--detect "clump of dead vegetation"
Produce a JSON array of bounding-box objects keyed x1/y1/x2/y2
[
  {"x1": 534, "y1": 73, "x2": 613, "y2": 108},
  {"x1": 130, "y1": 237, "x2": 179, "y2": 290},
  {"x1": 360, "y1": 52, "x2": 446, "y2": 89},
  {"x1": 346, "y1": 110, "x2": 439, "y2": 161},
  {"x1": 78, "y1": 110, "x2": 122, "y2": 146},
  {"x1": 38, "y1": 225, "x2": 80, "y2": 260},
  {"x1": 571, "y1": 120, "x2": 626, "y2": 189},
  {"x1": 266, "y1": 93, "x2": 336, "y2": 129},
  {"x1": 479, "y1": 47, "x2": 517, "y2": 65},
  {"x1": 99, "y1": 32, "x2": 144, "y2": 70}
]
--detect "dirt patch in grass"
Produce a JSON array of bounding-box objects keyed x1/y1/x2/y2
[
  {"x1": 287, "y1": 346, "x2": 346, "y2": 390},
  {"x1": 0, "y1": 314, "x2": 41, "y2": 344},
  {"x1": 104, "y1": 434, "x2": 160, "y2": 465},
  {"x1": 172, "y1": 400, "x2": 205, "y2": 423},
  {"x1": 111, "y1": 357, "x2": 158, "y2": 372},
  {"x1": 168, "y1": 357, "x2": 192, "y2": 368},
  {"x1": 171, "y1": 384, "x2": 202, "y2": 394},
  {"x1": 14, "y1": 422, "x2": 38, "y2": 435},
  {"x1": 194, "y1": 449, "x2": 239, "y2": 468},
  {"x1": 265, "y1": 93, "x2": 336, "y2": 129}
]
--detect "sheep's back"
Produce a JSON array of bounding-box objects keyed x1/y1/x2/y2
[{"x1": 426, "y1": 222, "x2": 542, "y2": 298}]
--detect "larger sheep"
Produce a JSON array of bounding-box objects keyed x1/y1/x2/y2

........

**Aim of the task**.
A faithful copy of all the records is required.

**Result for this exercise**.
--detect "clump of dead vegetation"
Produce a JSON array of bounding-box objects keyed x1/y1/x2/y2
[
  {"x1": 534, "y1": 73, "x2": 613, "y2": 108},
  {"x1": 130, "y1": 237, "x2": 179, "y2": 290},
  {"x1": 360, "y1": 52, "x2": 446, "y2": 89},
  {"x1": 346, "y1": 110, "x2": 439, "y2": 161},
  {"x1": 78, "y1": 110, "x2": 122, "y2": 146},
  {"x1": 38, "y1": 225, "x2": 80, "y2": 260},
  {"x1": 571, "y1": 120, "x2": 626, "y2": 189},
  {"x1": 266, "y1": 93, "x2": 336, "y2": 129},
  {"x1": 479, "y1": 47, "x2": 517, "y2": 65},
  {"x1": 99, "y1": 32, "x2": 144, "y2": 70}
]
--detect "dirt patch in grass"
Produce a JSON array of bounding-box objects keyed x1/y1/x2/y2
[
  {"x1": 287, "y1": 346, "x2": 346, "y2": 390},
  {"x1": 0, "y1": 314, "x2": 41, "y2": 344},
  {"x1": 104, "y1": 434, "x2": 160, "y2": 465},
  {"x1": 172, "y1": 400, "x2": 205, "y2": 423},
  {"x1": 111, "y1": 357, "x2": 158, "y2": 372},
  {"x1": 168, "y1": 357, "x2": 192, "y2": 368},
  {"x1": 171, "y1": 384, "x2": 202, "y2": 394},
  {"x1": 14, "y1": 422, "x2": 38, "y2": 435},
  {"x1": 194, "y1": 449, "x2": 239, "y2": 468},
  {"x1": 265, "y1": 93, "x2": 336, "y2": 129}
]
--detect "sheep's back"
Produce a JSON array of bounding-box objects keyed x1/y1/x2/y2
[{"x1": 426, "y1": 222, "x2": 542, "y2": 298}]
--detect "larger sheep"
Produce a JSON array of bounding-box objects keyed x1/y1/x2/y2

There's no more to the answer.